+++ Extracted information +++
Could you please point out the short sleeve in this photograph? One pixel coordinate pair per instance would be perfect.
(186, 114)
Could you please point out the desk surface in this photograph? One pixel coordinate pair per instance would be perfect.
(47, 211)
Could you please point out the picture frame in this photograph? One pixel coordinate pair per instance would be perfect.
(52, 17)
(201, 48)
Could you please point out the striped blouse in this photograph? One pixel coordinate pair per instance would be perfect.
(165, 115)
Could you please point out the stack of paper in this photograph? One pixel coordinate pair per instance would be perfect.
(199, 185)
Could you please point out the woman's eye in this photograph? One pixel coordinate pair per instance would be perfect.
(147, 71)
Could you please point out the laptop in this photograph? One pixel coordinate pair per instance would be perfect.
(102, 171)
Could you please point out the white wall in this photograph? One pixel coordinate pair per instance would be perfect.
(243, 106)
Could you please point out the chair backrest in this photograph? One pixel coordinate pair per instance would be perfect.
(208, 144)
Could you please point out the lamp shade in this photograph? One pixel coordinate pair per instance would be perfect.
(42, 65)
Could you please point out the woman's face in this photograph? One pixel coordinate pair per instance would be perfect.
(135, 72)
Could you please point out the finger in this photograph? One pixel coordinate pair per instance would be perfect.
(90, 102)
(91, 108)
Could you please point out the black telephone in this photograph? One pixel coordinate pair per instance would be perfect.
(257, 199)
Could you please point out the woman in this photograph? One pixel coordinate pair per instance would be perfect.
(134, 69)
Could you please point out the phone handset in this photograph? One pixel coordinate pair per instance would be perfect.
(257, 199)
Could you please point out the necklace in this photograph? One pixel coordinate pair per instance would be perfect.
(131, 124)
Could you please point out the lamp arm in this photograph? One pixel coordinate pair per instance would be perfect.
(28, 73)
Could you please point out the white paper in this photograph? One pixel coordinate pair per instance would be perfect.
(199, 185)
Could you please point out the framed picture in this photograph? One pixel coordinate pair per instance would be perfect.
+++
§ Your task
The records above should be transcribed in full, with no differences.

§ Answer to this task
Could you please point out the short sleeve in this photograph? One pixel coordinate pair per instance would be perfect.
(186, 114)
Could you please point out the desk surface in this photograph? One pixel coordinate pair per instance would be perfect.
(47, 211)
Could you please point out the picture frame in this photograph? One pixel coordinate pair per instance would be perfect.
(52, 17)
(201, 48)
Could you please point out the striped blouse in this photograph? One pixel coordinate pair per instance would be perfect.
(165, 115)
Could you please point out the stack of paper in this photograph? One pixel coordinate pair per instance would be perfect.
(199, 185)
Could you please point out the woman's eye in this photograph? One pixel coordinate pair per instance would be perfect.
(147, 71)
Could you please point out the laptop in this photograph? One pixel coordinate pair per instance would be perfect.
(102, 171)
Could you please point out the white wall in this photograph? One pixel coordinate pair per instance would be perfect.
(243, 106)
Could you please point out the chair backrest in this photograph? One pixel coordinate pair per instance would be perfect.
(208, 144)
Could you please point out the lamp shade in this photograph? One pixel coordinate pair per instance would be perfect.
(42, 65)
Could you please point out the woman's face in this photograph? One pixel coordinate pair per instance would be perfect.
(135, 72)
Could you please point out the finger in this photograph? One pixel coordinate pair per instance would be perfect.
(90, 102)
(91, 108)
Could you please point out the black telephone in this photograph? One pixel coordinate pair per instance would be perfect.
(257, 199)
Could you please point out the woman in this photograph? One pixel coordinate pair per instance would be perfect.
(134, 69)
Could you please point out the phone handset in this photograph? One pixel coordinate pair per instance would be perfect.
(257, 199)
Could you please point out the necklace in this photograph? One pixel coordinate pair per instance would be perfect.
(131, 124)
Could you please point out the lamp arm in this photograph? One pixel coordinate pair per instance would be perfect.
(28, 73)
Could you please point out the white paper in this photograph? One pixel coordinate pair per instance would be perfect.
(199, 185)
Could you please point out the framed picture in this photograph? One pixel coordinate pair per instance would be perfect.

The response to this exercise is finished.